**WHAT YOU HAVE TO DO**
The complete set of records should be given again verbatim.

**DATASET ENTRIES**
┄┄┄┄┄┄┄┄┄┄
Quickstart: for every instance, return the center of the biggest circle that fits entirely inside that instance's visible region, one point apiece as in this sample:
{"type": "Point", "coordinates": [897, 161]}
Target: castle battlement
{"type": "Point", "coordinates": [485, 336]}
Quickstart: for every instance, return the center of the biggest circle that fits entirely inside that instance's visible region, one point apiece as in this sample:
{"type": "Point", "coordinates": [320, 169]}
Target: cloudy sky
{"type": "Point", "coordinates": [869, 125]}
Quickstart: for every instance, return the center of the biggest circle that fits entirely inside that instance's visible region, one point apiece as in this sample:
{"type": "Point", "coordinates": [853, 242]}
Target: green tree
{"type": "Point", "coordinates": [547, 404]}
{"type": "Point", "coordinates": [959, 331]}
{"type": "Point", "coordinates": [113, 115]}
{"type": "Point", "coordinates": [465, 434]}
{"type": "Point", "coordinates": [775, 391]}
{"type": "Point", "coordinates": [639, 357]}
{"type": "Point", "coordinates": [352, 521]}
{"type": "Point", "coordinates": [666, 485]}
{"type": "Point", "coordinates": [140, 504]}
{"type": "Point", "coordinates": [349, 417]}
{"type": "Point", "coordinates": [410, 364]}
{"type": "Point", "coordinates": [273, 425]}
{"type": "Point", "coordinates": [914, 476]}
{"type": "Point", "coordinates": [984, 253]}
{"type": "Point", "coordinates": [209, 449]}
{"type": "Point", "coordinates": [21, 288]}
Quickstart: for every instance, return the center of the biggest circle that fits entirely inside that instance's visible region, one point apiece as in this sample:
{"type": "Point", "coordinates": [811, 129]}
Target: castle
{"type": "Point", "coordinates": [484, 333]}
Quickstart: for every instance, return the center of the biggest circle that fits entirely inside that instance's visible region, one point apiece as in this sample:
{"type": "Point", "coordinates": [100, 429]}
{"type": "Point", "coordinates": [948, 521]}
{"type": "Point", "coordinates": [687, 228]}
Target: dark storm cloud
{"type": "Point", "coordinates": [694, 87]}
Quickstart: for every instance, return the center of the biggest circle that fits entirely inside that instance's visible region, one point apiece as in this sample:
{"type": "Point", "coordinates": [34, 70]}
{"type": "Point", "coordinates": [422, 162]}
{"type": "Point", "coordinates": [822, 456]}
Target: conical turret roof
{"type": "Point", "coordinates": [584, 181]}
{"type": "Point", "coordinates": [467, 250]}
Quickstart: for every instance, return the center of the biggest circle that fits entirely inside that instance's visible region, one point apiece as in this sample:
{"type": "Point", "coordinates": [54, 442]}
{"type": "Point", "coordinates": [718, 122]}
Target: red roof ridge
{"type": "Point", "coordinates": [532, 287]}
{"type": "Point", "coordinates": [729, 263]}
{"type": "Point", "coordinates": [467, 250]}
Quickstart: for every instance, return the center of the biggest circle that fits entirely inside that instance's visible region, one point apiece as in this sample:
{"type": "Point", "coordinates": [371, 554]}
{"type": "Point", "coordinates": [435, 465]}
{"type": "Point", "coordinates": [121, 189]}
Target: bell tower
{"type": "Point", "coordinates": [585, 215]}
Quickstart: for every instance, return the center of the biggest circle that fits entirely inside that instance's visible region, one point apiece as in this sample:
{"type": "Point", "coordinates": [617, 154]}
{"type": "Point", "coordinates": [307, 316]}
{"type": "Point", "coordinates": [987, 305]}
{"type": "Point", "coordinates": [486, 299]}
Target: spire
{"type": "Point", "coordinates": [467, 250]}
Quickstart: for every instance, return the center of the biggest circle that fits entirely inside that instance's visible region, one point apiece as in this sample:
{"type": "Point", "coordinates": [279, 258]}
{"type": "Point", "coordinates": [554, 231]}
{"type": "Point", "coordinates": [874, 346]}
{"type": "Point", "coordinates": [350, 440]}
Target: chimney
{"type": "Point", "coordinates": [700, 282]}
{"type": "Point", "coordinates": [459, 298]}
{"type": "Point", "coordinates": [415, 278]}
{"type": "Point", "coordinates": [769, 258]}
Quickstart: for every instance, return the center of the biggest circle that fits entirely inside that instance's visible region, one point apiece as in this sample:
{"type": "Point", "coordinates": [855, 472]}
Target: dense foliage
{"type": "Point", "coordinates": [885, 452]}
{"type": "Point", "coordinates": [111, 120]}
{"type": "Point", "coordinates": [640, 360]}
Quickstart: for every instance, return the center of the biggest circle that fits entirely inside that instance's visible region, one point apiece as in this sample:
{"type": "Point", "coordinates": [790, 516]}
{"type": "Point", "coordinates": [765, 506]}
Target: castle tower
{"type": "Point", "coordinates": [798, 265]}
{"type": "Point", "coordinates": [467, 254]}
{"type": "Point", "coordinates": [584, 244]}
┄┄┄┄┄┄┄┄┄┄
**RESPONSE AREA**
Quickstart: for every instance, return the center of the biggest circle that fits entirely inside that instance's visible region, one point apiece as in this sample:
{"type": "Point", "coordinates": [897, 161]}
Target: castle battlement
{"type": "Point", "coordinates": [485, 336]}
Quickstart: for every instance, return the center of the biggest circle that fits entirely inside that instance's visible region, one point apiece as in this sample:
{"type": "Point", "coordinates": [320, 169]}
Target: cloudy sky
{"type": "Point", "coordinates": [869, 125]}
Quickstart: for every instance, return the center of the biggest circle that fits entirely inside that instance's visible region, one point apiece as in this sample:
{"type": "Point", "coordinates": [853, 242]}
Target: green tree
{"type": "Point", "coordinates": [547, 404]}
{"type": "Point", "coordinates": [959, 331]}
{"type": "Point", "coordinates": [113, 115]}
{"type": "Point", "coordinates": [465, 434]}
{"type": "Point", "coordinates": [775, 391]}
{"type": "Point", "coordinates": [639, 357]}
{"type": "Point", "coordinates": [352, 521]}
{"type": "Point", "coordinates": [666, 485]}
{"type": "Point", "coordinates": [140, 504]}
{"type": "Point", "coordinates": [349, 417]}
{"type": "Point", "coordinates": [410, 364]}
{"type": "Point", "coordinates": [273, 425]}
{"type": "Point", "coordinates": [914, 476]}
{"type": "Point", "coordinates": [984, 253]}
{"type": "Point", "coordinates": [209, 449]}
{"type": "Point", "coordinates": [21, 288]}
Quickstart: for every instance, return the center of the biggest circle that fits entirely inside that instance's visible region, one point apiece as in this sample:
{"type": "Point", "coordinates": [811, 129]}
Target: castle
{"type": "Point", "coordinates": [484, 333]}
Quickstart: for every instance, return the center of the biggest circle that fits entirely inside that instance's visible region, one point apiece as in this sample:
{"type": "Point", "coordinates": [100, 429]}
{"type": "Point", "coordinates": [948, 521]}
{"type": "Point", "coordinates": [687, 228]}
Target: dark storm cloud
{"type": "Point", "coordinates": [694, 87]}
Quickstart: for every instance, return the center of the biggest circle that fits entirely inside that instance's visible region, one point apiece as in this sample:
{"type": "Point", "coordinates": [34, 70]}
{"type": "Point", "coordinates": [422, 162]}
{"type": "Point", "coordinates": [822, 456]}
Target: conical turret roof
{"type": "Point", "coordinates": [584, 181]}
{"type": "Point", "coordinates": [467, 250]}
Quickstart: for every instance, return the center of the biggest circle that fits entirely inside that instance's visible region, one point apiece as in this sample:
{"type": "Point", "coordinates": [54, 442]}
{"type": "Point", "coordinates": [718, 122]}
Target: red roof ridge
{"type": "Point", "coordinates": [532, 287]}
{"type": "Point", "coordinates": [729, 263]}
{"type": "Point", "coordinates": [467, 250]}
Quickstart: for every instance, return the center of the biggest circle that fits entirely inside that instance's visible region, one point apiece as in this sample:
{"type": "Point", "coordinates": [371, 554]}
{"type": "Point", "coordinates": [435, 465]}
{"type": "Point", "coordinates": [121, 189]}
Target: bell tower
{"type": "Point", "coordinates": [585, 215]}
Quickstart: for every instance, return the center of the biggest circle that fits entirely inside that instance's visible region, one point apiece as in this sample:
{"type": "Point", "coordinates": [617, 154]}
{"type": "Point", "coordinates": [307, 316]}
{"type": "Point", "coordinates": [987, 305]}
{"type": "Point", "coordinates": [486, 299]}
Target: spire
{"type": "Point", "coordinates": [467, 250]}
Quickstart: for every instance, return the center of the biggest circle that fits entirely inside that instance's visible region, one point apiece as in this sample:
{"type": "Point", "coordinates": [279, 258]}
{"type": "Point", "coordinates": [554, 231]}
{"type": "Point", "coordinates": [874, 346]}
{"type": "Point", "coordinates": [350, 440]}
Target: chimney
{"type": "Point", "coordinates": [700, 282]}
{"type": "Point", "coordinates": [459, 298]}
{"type": "Point", "coordinates": [415, 278]}
{"type": "Point", "coordinates": [769, 258]}
Quickstart: for every instance, return the center of the biggest circle that fits entirely inside that instance's visible region, one point apiece as in this sample:
{"type": "Point", "coordinates": [855, 472]}
Target: dense foliage
{"type": "Point", "coordinates": [885, 452]}
{"type": "Point", "coordinates": [111, 120]}
{"type": "Point", "coordinates": [640, 360]}
Quickstart: for every instance, return the center of the biggest circle that fits entirely inside that instance's visible region, one point apiece as in this sample:
{"type": "Point", "coordinates": [790, 516]}
{"type": "Point", "coordinates": [765, 506]}
Target: castle tower
{"type": "Point", "coordinates": [798, 265]}
{"type": "Point", "coordinates": [467, 254]}
{"type": "Point", "coordinates": [584, 244]}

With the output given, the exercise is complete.